Bottlemaker fined $100K for permanent injury to worker

Worker’s hand was crushed, burned in machine

Bottlemaker fined $100K for permanent injury to worker

A bottle-manufacturing company has pleaded guilty and has been fined $100,000 after a worker suffered a permanent injury.

The company, O-I Canada Corporation, operates a glass manufacturing facility located in Brampton, Ont.

On Feb. 27, 2016, a worker was working at the industrial site in the bottle forming department with a second worker, a machine operator. They were working on a machine known as the individual section (IS) bottle making machine. 

An IS machine is made up of individual but identical sections placed side by side; each section can be started or stopped independently of the others. This machine is capable of producing 100 bottles per minute by forming molten "gobs" of glass at 1,200 C.

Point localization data
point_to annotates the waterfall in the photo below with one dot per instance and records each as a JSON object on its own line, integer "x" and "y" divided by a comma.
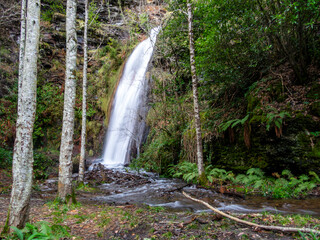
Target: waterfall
{"x": 126, "y": 124}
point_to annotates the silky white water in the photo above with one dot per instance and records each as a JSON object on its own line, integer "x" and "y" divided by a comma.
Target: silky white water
{"x": 126, "y": 117}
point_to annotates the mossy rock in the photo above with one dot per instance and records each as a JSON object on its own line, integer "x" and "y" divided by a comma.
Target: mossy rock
{"x": 315, "y": 109}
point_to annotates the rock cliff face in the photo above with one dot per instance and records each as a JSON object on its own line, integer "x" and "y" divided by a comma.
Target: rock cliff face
{"x": 113, "y": 33}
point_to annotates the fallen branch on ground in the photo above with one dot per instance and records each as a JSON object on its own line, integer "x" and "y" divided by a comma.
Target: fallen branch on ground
{"x": 277, "y": 228}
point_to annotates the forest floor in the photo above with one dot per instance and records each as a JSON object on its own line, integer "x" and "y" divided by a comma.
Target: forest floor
{"x": 95, "y": 220}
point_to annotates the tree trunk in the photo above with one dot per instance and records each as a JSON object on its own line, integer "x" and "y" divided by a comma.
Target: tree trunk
{"x": 195, "y": 95}
{"x": 84, "y": 96}
{"x": 22, "y": 47}
{"x": 22, "y": 166}
{"x": 65, "y": 160}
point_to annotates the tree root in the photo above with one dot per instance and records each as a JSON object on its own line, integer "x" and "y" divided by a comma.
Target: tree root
{"x": 256, "y": 226}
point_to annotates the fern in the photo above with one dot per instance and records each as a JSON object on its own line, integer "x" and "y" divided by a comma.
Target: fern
{"x": 255, "y": 171}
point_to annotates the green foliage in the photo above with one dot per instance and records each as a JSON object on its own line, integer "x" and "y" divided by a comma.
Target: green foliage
{"x": 5, "y": 158}
{"x": 185, "y": 170}
{"x": 309, "y": 236}
{"x": 40, "y": 230}
{"x": 284, "y": 186}
{"x": 232, "y": 123}
{"x": 93, "y": 15}
{"x": 219, "y": 175}
{"x": 276, "y": 119}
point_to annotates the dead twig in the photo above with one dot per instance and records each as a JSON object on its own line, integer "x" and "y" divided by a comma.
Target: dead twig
{"x": 257, "y": 226}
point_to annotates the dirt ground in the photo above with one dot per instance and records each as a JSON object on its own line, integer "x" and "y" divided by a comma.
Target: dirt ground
{"x": 89, "y": 220}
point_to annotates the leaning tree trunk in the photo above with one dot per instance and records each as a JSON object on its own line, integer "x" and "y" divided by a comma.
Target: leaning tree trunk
{"x": 65, "y": 160}
{"x": 195, "y": 95}
{"x": 22, "y": 47}
{"x": 23, "y": 148}
{"x": 84, "y": 96}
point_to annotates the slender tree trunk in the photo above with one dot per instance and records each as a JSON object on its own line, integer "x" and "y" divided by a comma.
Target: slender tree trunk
{"x": 23, "y": 148}
{"x": 22, "y": 47}
{"x": 65, "y": 160}
{"x": 195, "y": 95}
{"x": 84, "y": 96}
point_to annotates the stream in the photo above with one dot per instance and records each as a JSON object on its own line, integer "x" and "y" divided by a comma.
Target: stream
{"x": 122, "y": 186}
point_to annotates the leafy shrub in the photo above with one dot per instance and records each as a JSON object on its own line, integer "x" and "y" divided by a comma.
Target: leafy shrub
{"x": 40, "y": 230}
{"x": 5, "y": 158}
{"x": 284, "y": 186}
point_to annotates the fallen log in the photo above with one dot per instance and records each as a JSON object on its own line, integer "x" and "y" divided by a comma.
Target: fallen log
{"x": 256, "y": 226}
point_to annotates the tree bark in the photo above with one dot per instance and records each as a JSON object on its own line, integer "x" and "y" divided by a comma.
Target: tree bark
{"x": 84, "y": 96}
{"x": 22, "y": 47}
{"x": 195, "y": 94}
{"x": 22, "y": 166}
{"x": 65, "y": 160}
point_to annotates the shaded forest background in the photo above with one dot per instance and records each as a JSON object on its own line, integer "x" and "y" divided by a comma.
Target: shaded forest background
{"x": 257, "y": 62}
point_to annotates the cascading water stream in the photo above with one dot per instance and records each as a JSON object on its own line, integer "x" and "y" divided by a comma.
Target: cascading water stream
{"x": 127, "y": 120}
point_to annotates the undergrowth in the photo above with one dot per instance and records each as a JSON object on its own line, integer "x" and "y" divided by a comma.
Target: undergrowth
{"x": 284, "y": 185}
{"x": 40, "y": 230}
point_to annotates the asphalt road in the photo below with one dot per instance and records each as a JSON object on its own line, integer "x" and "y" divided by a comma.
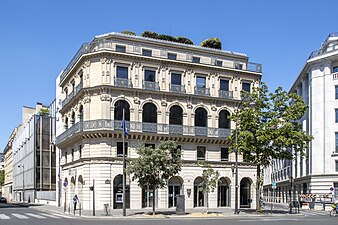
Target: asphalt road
{"x": 10, "y": 215}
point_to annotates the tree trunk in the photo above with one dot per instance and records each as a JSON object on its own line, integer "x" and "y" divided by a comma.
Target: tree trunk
{"x": 258, "y": 188}
{"x": 153, "y": 201}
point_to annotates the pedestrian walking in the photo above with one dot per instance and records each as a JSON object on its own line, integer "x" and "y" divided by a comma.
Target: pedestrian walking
{"x": 75, "y": 201}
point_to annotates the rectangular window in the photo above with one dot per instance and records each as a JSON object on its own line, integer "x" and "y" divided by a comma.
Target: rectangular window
{"x": 246, "y": 86}
{"x": 218, "y": 63}
{"x": 224, "y": 154}
{"x": 149, "y": 145}
{"x": 120, "y": 48}
{"x": 80, "y": 151}
{"x": 200, "y": 82}
{"x": 119, "y": 151}
{"x": 149, "y": 75}
{"x": 196, "y": 59}
{"x": 336, "y": 142}
{"x": 201, "y": 152}
{"x": 172, "y": 56}
{"x": 176, "y": 78}
{"x": 146, "y": 52}
{"x": 224, "y": 85}
{"x": 122, "y": 72}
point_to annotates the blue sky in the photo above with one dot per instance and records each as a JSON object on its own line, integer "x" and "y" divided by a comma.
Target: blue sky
{"x": 39, "y": 38}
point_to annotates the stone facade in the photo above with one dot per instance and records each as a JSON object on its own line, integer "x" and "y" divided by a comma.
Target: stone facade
{"x": 317, "y": 171}
{"x": 170, "y": 92}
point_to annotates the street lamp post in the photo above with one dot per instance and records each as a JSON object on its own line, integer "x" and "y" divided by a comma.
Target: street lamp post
{"x": 23, "y": 181}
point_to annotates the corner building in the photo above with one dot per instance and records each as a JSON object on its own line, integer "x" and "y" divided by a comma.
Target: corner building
{"x": 169, "y": 91}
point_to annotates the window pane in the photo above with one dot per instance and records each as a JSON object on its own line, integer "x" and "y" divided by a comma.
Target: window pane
{"x": 176, "y": 78}
{"x": 149, "y": 75}
{"x": 200, "y": 152}
{"x": 224, "y": 85}
{"x": 172, "y": 56}
{"x": 120, "y": 149}
{"x": 224, "y": 154}
{"x": 146, "y": 52}
{"x": 120, "y": 48}
{"x": 200, "y": 82}
{"x": 196, "y": 59}
{"x": 122, "y": 72}
{"x": 246, "y": 86}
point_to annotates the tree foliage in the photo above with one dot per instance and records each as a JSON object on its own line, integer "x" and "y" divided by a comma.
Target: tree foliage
{"x": 210, "y": 182}
{"x": 268, "y": 128}
{"x": 128, "y": 32}
{"x": 212, "y": 43}
{"x": 154, "y": 167}
{"x": 165, "y": 37}
{"x": 2, "y": 177}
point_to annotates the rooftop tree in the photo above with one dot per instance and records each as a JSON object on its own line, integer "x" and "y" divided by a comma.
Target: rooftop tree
{"x": 268, "y": 128}
{"x": 154, "y": 167}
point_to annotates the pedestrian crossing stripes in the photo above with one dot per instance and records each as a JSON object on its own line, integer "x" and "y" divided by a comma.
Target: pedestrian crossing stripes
{"x": 26, "y": 216}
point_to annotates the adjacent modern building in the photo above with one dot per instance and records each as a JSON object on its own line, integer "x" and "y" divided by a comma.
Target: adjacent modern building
{"x": 169, "y": 91}
{"x": 316, "y": 172}
{"x": 34, "y": 156}
{"x": 8, "y": 167}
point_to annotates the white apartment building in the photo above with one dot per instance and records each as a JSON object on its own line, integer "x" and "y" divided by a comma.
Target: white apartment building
{"x": 317, "y": 172}
{"x": 169, "y": 91}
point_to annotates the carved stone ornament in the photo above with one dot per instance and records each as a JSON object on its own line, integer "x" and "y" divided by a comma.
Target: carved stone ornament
{"x": 105, "y": 97}
{"x": 86, "y": 99}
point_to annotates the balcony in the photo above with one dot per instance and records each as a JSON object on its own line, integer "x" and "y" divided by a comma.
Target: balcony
{"x": 176, "y": 88}
{"x": 202, "y": 91}
{"x": 151, "y": 85}
{"x": 122, "y": 82}
{"x": 73, "y": 94}
{"x": 225, "y": 94}
{"x": 140, "y": 127}
{"x": 110, "y": 45}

What you have to do:
Repeat the bottlemaker fine article word for word, beginning at "On Feb. 27, 2016, a" and stopping after "at 1,200 C.". None of the records are needed.

Solution for this problem:
On Feb. 27, 2016, a worker was working at the industrial site in the bottle forming department with a second worker, a machine operator. They were working on a machine known as the individual section (IS) bottle making machine. 

An IS machine is made up of individual but identical sections placed side by side; each section can be started or stopped independently of the others. This machine is capable of producing 100 bottles per minute by forming molten "gobs" of glass at 1,200 C.